§ **Passage provided**

>>>

Metal–Organic Frameworks

Nobel Prize in Chemistry 2025

About This Prize

The 2025 Nobel Prize in Chemistry recognized the development of metal–organic frameworks (MOFs) — a revolutionary class of porous crystalline materials constructed from metal ions or clusters linked by organic bridging ligands. MOFs exhibit extraordinarily high surface areas (up to >7,000 m²/g), tunable pore sizes, and customizable chemical functionality. They have transformative applications in gas storage and separation (CO₂ capture, hydrogen storage), catalysis, drug delivery, water harvesting, and sensing.

Lecture 1

“Design and Construction of Targeted Extended Structures using Pre-Organized Building Blocks”

Lecture 2

“The Usefulness of the Useless – How MOFs Transformed the Concept of Porous Matter”

Lecture 3

“Metal–Organic Frameworks – From Molecules to Society”

<<<

Image region labeling entries
>>>

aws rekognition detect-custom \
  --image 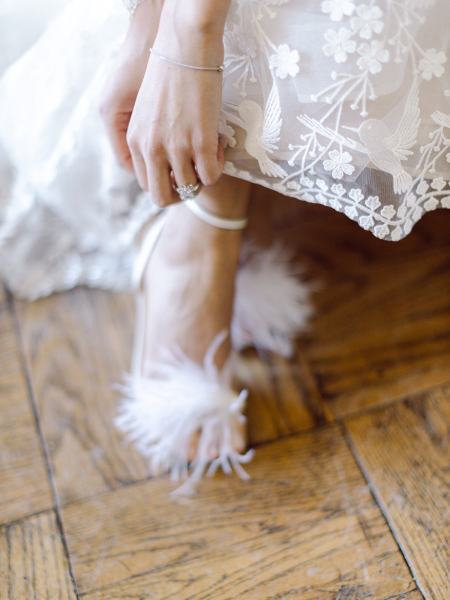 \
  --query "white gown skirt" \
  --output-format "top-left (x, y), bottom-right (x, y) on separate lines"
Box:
top-left (0, 0), bottom-right (450, 298)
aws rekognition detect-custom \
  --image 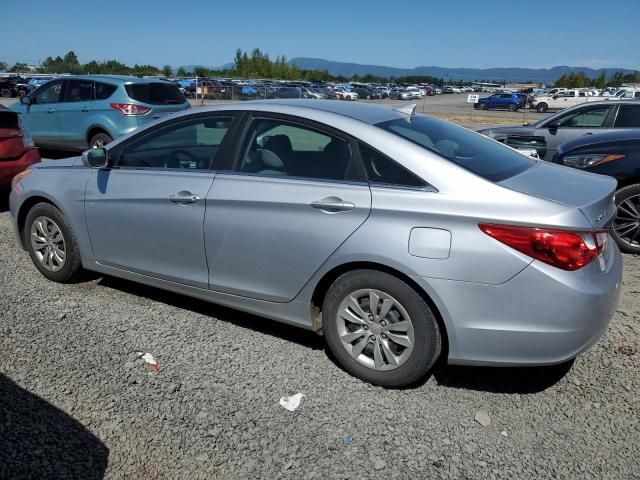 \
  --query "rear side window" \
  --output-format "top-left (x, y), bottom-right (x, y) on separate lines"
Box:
top-left (616, 105), bottom-right (640, 128)
top-left (376, 116), bottom-right (535, 182)
top-left (359, 143), bottom-right (426, 188)
top-left (125, 82), bottom-right (186, 105)
top-left (96, 82), bottom-right (118, 100)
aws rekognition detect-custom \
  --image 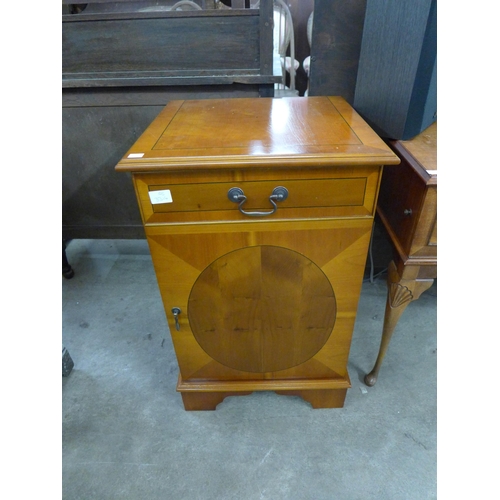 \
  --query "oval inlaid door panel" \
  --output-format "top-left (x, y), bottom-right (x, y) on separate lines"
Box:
top-left (188, 245), bottom-right (336, 373)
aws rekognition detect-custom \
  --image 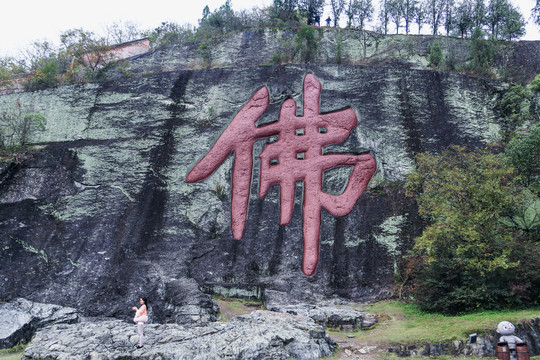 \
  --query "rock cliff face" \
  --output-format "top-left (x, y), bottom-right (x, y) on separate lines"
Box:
top-left (0, 28), bottom-right (536, 323)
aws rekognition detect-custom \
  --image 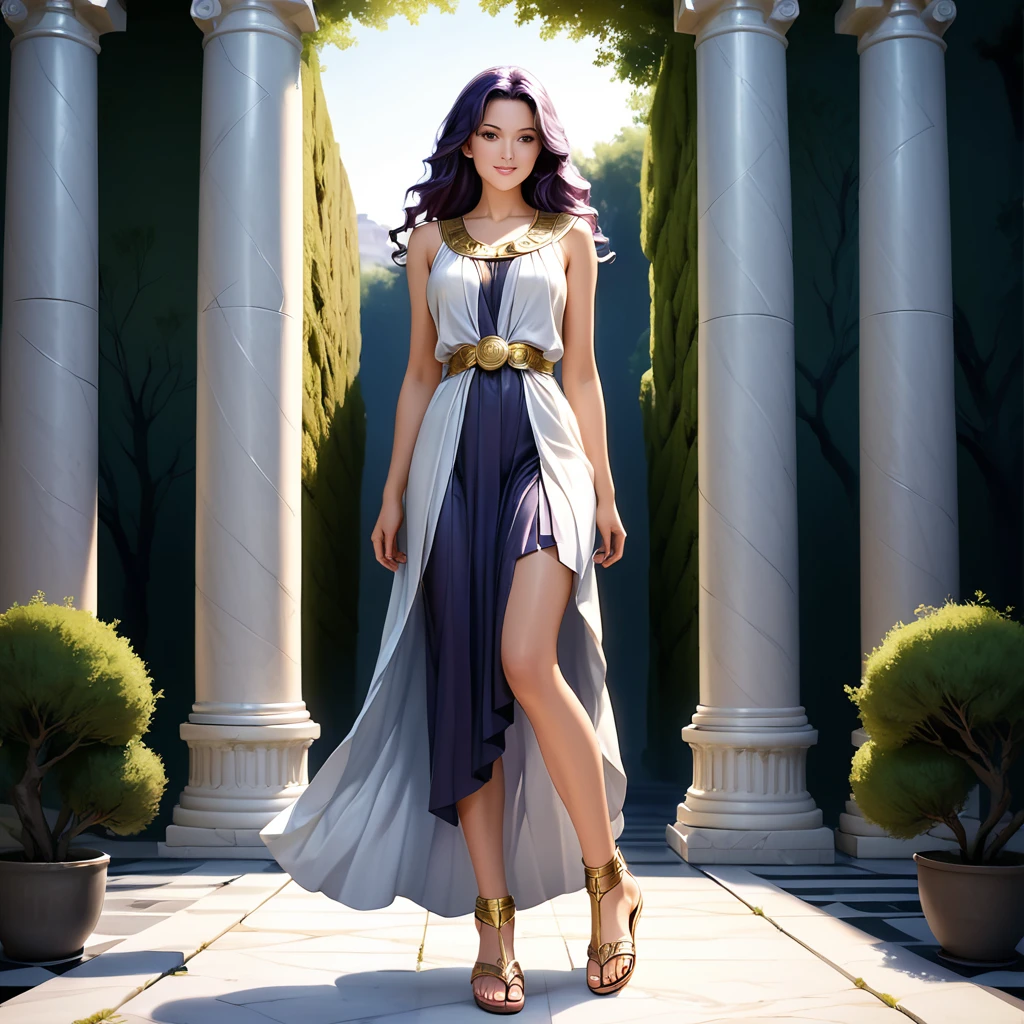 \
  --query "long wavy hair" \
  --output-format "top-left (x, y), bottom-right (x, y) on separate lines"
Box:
top-left (388, 68), bottom-right (614, 265)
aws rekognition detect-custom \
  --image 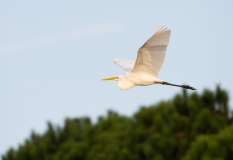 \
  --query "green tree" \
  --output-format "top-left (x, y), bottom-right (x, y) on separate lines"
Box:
top-left (2, 86), bottom-right (233, 160)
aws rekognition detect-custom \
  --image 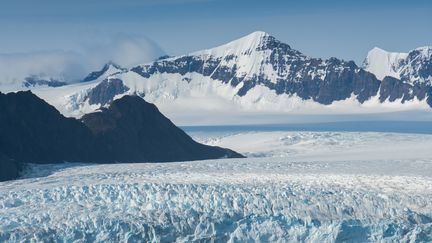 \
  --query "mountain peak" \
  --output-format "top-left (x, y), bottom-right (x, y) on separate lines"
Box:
top-left (192, 31), bottom-right (291, 56)
top-left (82, 61), bottom-right (127, 82)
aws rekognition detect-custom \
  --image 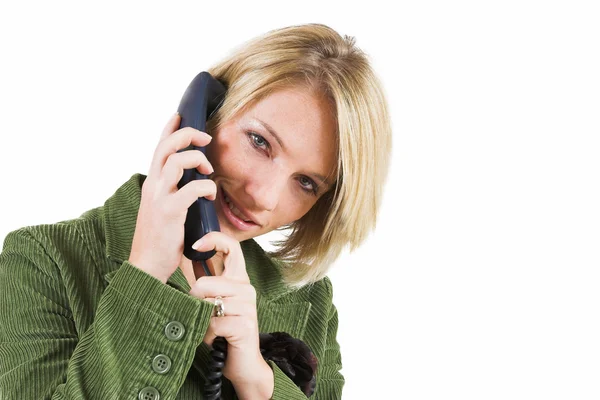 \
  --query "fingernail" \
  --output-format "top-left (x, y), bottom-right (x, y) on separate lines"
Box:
top-left (192, 239), bottom-right (204, 250)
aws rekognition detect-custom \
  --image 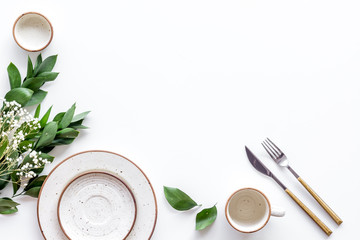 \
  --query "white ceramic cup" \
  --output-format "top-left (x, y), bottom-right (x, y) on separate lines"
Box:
top-left (13, 12), bottom-right (54, 52)
top-left (225, 188), bottom-right (285, 233)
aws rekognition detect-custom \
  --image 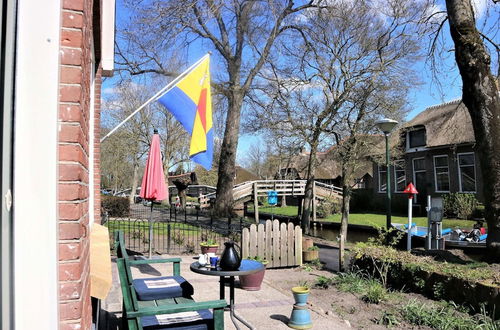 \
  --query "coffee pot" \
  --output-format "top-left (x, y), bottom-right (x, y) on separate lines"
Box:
top-left (220, 242), bottom-right (241, 270)
top-left (198, 254), bottom-right (209, 266)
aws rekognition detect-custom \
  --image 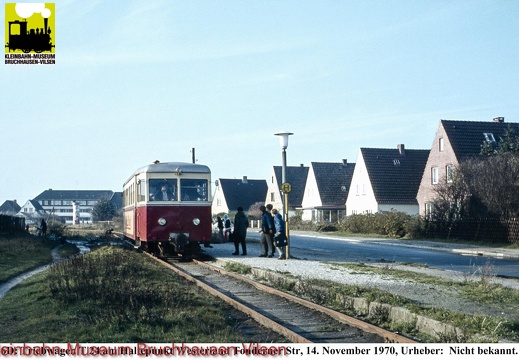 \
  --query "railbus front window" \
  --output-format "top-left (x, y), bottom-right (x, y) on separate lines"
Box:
top-left (149, 179), bottom-right (178, 201)
top-left (180, 179), bottom-right (208, 201)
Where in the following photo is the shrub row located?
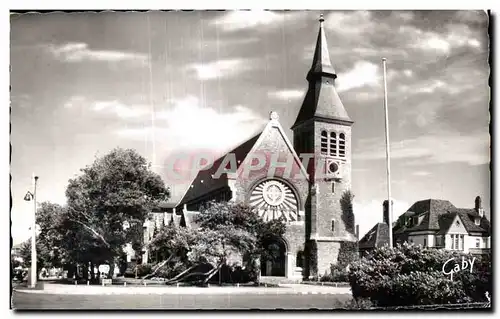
[348,244,492,307]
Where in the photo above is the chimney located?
[474,196,484,218]
[382,199,394,225]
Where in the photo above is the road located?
[13,292,352,310]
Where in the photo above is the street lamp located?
[24,174,38,288]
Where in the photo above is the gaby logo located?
[443,256,476,280]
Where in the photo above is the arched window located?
[339,133,345,157]
[330,132,337,156]
[295,250,304,267]
[321,131,328,155]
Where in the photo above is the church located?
[143,16,356,279]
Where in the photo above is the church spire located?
[292,15,353,129]
[307,14,337,80]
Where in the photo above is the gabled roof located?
[394,199,490,234]
[358,223,389,249]
[177,132,262,206]
[399,199,456,231]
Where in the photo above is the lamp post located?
[24,174,38,288]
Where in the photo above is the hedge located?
[349,244,492,307]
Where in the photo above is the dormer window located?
[320,131,346,158]
[321,131,328,155]
[330,132,337,156]
[339,133,345,157]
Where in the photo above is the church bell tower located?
[292,15,356,276]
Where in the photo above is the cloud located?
[212,10,283,31]
[10,94,32,109]
[46,42,148,64]
[353,197,410,239]
[64,95,86,109]
[268,90,304,101]
[187,59,250,80]
[116,96,267,152]
[399,24,481,54]
[411,171,431,176]
[353,132,490,165]
[335,61,380,92]
[325,11,374,37]
[92,101,150,119]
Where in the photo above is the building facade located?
[359,196,491,254]
[143,17,357,278]
[393,196,491,254]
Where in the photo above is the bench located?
[101,278,113,286]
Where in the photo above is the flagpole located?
[382,58,393,247]
[31,173,38,288]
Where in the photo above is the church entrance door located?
[260,238,286,277]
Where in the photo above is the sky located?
[10,11,490,243]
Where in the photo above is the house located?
[393,196,491,254]
[358,200,394,256]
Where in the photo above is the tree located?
[190,202,286,282]
[66,148,169,274]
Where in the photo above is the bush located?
[349,244,491,307]
[136,264,153,277]
[319,264,349,282]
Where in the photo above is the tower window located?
[321,131,328,155]
[330,132,337,156]
[339,133,345,157]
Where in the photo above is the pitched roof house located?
[393,196,491,254]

<<<

§ **Objectives**
**1)** Return everything in the metal–organic frameworks passage from "The 2025 Nobel" down to "harvesting, and sensing.", copied word for word.
**2)** Decide whether each statement agrees with the metal–organic frameworks passage, answering yes or no and quoting the deciding words: (a) MOFs are built from metal ions or clusters joined by organic bridging ligands. (b) MOF surface areas reach at most about 700 m²/g. (c) Water harvesting is named among the applications of MOFs.
These records were taken from a separate source.

§ **Outputs for the tasks**
**1)**
The 2025 Nobel Prize in Chemistry recognized the development of metal–organic frameworks (MOFs) — a revolutionary class of porous crystalline materials constructed from metal ions or clusters linked by organic bridging ligands. MOFs exhibit extraordinarily high surface areas (up to >7,000 m²/g), tunable pore sizes, and customizable chemical functionality. They have transformative applications in gas storage and separation (CO₂ capture, hydrogen storage), catalysis, drug delivery, water harvesting, and sensing.

**2)**
(a) Yes: "constructed from metal ions or clusters linked by organic bridging ligands"
(b) No: "up to >7,000 m²/g"
(c) Yes: "catalysis, drug delivery, water harvesting, and sensing"